### EXCERPTED PASSAGE

Like many here, I've spent a lot of time thinking about that first debate.  Wishing President Obama had been more succinct and forceful to counter Romney's fluent lies.  Aghast at the sheer number of lies, and disgusted by the talking heads' preference for style over substance. Wondering how anyone can win a debate while declaring that 2 + 2 = 5 -- no matter how confidently he repeats the claim.  And wondering how President Obama can effectively counter all that lying.  

Now, I think the President and his advisors knew that Romney would lie.  And I think they were right to avoid a point-by-point rebuttal during the debate.  That’s a loser’s game.  It would make the President look weak and defensive.  He would have to fully rebut the complete untruths while offering complicated explanations for the partial fabrications.  One tiny slip-up, and instantly we’d hear Both sides do it!  He just made up that number out of thin air!  He’ll say anything to win!

### RECORDED DATA
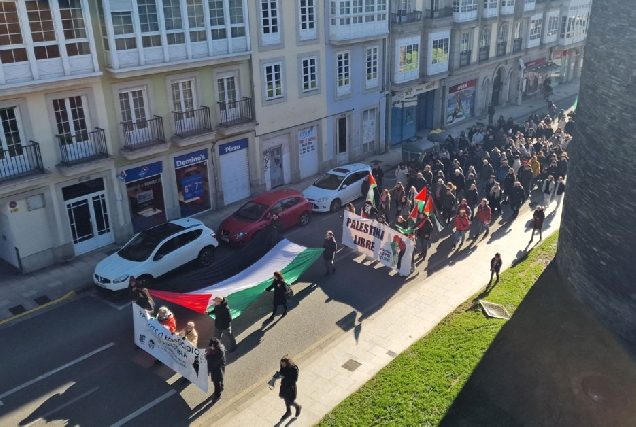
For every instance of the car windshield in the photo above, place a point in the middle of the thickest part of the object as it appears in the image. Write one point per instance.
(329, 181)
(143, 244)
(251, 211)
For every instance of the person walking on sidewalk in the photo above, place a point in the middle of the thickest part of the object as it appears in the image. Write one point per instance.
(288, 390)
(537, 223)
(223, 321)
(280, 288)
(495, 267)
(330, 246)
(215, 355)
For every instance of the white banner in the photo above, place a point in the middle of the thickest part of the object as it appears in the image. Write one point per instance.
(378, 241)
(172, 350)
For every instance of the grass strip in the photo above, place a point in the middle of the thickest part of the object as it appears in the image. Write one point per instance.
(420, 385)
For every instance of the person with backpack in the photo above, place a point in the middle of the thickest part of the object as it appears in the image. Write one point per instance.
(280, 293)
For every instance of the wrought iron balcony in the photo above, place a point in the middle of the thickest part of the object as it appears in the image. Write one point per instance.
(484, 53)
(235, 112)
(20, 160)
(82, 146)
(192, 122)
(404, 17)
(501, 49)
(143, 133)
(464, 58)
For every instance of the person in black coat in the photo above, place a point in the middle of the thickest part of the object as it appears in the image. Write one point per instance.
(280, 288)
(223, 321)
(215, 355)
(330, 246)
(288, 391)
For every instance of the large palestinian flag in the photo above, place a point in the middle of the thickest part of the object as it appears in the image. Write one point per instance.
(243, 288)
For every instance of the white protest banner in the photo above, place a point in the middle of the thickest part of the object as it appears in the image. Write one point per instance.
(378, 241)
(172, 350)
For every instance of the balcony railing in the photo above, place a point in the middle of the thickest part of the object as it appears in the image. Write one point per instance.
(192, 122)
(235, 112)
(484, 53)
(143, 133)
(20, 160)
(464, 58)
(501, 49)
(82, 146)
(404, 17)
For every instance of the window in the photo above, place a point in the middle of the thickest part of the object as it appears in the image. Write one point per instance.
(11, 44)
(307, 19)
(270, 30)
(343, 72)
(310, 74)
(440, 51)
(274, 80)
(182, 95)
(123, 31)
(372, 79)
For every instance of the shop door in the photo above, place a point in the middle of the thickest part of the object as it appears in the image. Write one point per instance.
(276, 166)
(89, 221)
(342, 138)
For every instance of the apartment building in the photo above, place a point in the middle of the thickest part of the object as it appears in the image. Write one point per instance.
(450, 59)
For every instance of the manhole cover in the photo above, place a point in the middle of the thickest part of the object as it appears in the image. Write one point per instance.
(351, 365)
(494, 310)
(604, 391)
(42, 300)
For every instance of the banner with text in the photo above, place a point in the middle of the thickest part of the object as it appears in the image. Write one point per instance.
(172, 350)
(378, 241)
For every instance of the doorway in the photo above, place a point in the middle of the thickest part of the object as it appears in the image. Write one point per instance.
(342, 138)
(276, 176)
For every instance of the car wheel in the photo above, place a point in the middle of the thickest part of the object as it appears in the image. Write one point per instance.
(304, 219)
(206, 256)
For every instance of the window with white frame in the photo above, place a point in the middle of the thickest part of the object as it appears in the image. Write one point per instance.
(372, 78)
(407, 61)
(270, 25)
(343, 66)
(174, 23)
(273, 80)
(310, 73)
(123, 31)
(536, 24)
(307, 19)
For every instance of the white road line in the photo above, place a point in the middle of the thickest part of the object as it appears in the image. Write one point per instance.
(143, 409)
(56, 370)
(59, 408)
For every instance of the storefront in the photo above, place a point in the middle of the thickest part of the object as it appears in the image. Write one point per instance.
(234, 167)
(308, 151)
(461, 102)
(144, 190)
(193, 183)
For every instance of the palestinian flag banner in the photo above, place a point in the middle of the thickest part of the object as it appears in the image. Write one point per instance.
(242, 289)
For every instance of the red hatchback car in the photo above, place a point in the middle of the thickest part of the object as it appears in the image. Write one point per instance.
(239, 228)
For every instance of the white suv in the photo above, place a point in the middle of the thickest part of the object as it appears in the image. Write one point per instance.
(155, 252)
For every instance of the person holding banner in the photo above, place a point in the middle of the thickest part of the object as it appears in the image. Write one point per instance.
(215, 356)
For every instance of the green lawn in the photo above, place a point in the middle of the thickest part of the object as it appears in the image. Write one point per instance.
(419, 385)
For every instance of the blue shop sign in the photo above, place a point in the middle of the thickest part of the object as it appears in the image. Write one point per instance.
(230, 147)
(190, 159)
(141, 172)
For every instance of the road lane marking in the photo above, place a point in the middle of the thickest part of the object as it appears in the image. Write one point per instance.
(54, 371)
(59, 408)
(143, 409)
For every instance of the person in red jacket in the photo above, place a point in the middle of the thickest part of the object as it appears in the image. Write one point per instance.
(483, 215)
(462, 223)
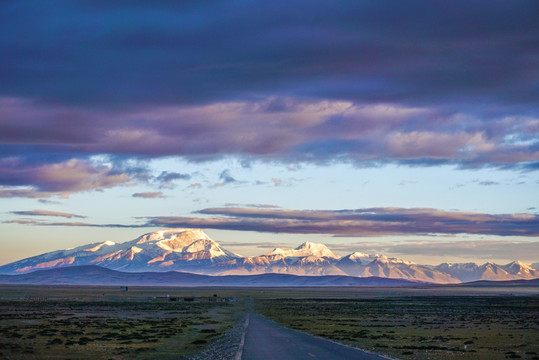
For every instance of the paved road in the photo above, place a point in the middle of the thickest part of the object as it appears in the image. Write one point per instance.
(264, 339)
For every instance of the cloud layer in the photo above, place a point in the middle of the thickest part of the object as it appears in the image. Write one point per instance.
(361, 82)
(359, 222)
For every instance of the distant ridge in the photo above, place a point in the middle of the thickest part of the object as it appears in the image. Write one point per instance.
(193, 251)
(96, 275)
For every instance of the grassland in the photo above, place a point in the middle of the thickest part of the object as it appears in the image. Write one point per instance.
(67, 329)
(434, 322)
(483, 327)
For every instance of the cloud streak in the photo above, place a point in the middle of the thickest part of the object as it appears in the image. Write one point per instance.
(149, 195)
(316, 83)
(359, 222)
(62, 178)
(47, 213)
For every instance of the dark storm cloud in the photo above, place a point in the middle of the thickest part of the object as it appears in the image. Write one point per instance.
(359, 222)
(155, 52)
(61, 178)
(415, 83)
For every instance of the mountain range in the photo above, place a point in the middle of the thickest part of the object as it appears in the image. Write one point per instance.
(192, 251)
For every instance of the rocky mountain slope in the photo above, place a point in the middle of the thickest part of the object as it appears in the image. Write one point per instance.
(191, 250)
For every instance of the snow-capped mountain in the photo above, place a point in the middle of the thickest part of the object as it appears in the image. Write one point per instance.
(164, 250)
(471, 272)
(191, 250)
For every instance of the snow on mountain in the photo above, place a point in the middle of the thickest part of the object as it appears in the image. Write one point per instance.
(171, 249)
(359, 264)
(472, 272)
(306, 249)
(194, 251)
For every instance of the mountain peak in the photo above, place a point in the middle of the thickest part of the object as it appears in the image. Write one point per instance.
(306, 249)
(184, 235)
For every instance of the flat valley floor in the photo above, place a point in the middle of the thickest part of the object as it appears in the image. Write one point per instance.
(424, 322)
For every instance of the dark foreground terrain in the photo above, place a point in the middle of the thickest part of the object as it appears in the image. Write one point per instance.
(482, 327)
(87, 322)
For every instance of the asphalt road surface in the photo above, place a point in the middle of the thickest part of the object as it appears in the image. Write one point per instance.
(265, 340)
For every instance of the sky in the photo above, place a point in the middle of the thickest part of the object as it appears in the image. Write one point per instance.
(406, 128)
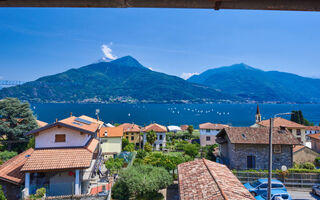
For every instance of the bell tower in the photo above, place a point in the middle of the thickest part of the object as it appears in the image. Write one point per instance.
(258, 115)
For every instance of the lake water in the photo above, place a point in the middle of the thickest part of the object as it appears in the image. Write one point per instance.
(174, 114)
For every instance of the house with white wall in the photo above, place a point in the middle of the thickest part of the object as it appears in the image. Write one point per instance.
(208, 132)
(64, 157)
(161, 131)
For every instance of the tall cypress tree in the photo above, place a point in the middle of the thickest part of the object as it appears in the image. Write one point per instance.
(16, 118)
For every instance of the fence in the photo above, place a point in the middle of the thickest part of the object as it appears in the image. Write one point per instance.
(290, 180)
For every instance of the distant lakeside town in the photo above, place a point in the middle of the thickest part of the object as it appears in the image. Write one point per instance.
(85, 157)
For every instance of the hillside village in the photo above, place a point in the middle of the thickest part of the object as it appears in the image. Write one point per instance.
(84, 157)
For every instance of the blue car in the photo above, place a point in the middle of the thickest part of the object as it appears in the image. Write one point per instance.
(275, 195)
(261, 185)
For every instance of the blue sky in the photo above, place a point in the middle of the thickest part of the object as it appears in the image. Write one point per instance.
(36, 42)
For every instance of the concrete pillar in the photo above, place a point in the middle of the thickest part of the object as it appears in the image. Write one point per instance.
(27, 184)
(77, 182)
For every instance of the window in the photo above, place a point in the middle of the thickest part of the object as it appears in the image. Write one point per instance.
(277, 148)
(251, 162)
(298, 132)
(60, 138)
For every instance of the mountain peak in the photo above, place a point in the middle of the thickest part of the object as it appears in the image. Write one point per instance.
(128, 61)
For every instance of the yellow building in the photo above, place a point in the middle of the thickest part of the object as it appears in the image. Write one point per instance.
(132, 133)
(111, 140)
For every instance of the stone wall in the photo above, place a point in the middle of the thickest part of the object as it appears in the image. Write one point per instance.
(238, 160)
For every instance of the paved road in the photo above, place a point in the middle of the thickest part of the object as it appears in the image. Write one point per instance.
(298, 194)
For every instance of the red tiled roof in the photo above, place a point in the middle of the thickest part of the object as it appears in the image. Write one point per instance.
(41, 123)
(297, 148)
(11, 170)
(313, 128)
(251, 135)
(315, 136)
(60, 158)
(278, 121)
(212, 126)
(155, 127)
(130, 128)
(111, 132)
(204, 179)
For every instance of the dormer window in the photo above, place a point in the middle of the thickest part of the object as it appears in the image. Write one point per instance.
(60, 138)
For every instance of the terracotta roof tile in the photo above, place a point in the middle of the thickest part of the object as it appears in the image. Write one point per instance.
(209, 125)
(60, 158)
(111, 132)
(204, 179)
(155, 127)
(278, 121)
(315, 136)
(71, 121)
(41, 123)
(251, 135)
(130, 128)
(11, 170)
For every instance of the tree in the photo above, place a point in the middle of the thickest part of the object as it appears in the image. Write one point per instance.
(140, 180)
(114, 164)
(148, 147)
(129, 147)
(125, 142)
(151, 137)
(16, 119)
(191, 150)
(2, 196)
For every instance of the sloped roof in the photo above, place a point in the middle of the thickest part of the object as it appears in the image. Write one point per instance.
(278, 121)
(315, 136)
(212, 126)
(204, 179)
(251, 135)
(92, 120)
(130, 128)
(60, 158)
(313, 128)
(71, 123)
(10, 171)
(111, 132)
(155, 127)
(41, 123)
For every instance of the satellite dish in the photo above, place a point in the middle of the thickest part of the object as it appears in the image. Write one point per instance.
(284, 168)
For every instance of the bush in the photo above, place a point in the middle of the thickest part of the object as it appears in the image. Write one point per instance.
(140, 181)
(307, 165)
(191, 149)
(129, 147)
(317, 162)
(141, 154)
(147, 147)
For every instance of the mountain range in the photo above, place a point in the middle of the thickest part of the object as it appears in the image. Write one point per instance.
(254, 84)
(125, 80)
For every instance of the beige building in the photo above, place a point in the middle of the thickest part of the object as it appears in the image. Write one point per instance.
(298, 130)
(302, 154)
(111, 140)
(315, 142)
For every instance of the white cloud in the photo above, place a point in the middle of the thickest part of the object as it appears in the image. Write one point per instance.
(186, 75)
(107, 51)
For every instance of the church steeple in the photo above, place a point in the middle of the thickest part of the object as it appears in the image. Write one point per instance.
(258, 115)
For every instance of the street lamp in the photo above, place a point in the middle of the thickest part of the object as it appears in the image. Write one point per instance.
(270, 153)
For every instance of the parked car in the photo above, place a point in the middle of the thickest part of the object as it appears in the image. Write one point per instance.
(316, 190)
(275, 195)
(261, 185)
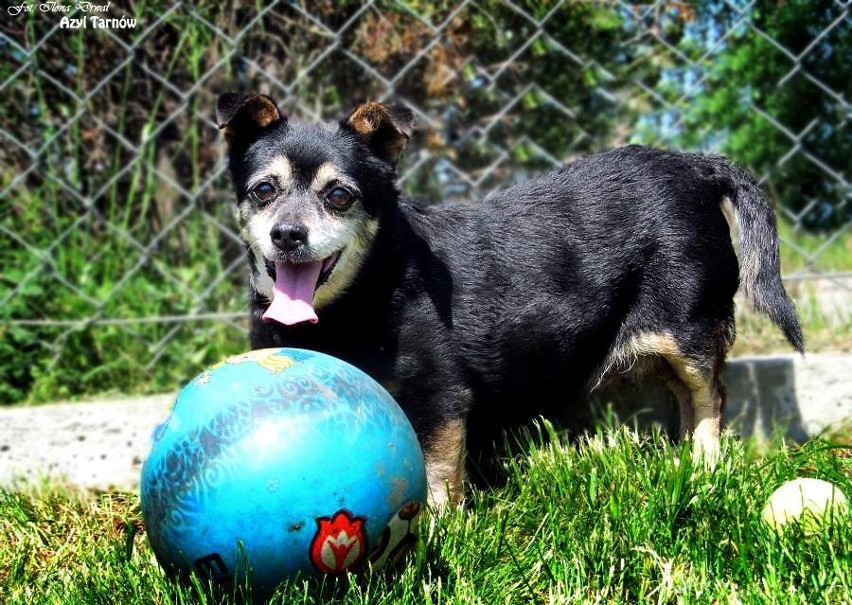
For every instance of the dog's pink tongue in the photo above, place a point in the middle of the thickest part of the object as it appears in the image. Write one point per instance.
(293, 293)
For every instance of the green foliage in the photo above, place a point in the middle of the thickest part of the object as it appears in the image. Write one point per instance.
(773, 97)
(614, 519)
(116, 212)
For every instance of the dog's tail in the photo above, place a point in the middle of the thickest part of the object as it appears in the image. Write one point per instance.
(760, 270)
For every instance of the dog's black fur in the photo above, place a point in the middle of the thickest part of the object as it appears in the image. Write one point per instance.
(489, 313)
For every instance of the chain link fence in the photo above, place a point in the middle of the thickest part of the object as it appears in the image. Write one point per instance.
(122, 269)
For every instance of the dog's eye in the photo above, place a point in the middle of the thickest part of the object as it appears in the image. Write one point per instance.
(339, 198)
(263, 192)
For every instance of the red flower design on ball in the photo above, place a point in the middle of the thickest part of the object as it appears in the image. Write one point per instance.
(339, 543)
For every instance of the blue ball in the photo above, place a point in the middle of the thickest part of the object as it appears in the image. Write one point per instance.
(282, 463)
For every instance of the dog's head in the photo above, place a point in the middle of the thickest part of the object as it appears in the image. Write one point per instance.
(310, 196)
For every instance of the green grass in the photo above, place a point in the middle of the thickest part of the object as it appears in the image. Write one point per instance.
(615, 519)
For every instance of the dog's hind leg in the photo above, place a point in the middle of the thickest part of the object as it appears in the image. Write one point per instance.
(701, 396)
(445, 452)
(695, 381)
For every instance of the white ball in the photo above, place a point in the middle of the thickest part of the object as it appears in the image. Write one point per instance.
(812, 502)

### PROBLEM TO WORK ON
Reproduce the passage on the first debate word for word, beginning at "Now, I think" and stopping after "anything to win!".

### SOLUTION FOR THIS TASK
Now, I think the President and his advisors knew that Romney would lie.  And I think they were right to avoid a point-by-point rebuttal during the debate.  That’s a loser’s game.  It would make the President look weak and defensive.  He would have to fully rebut the complete untruths while offering complicated explanations for the partial fabrications.  One tiny slip-up, and instantly we’d hear Both sides do it!  He just made up that number out of thin air!  He’ll say anything to win!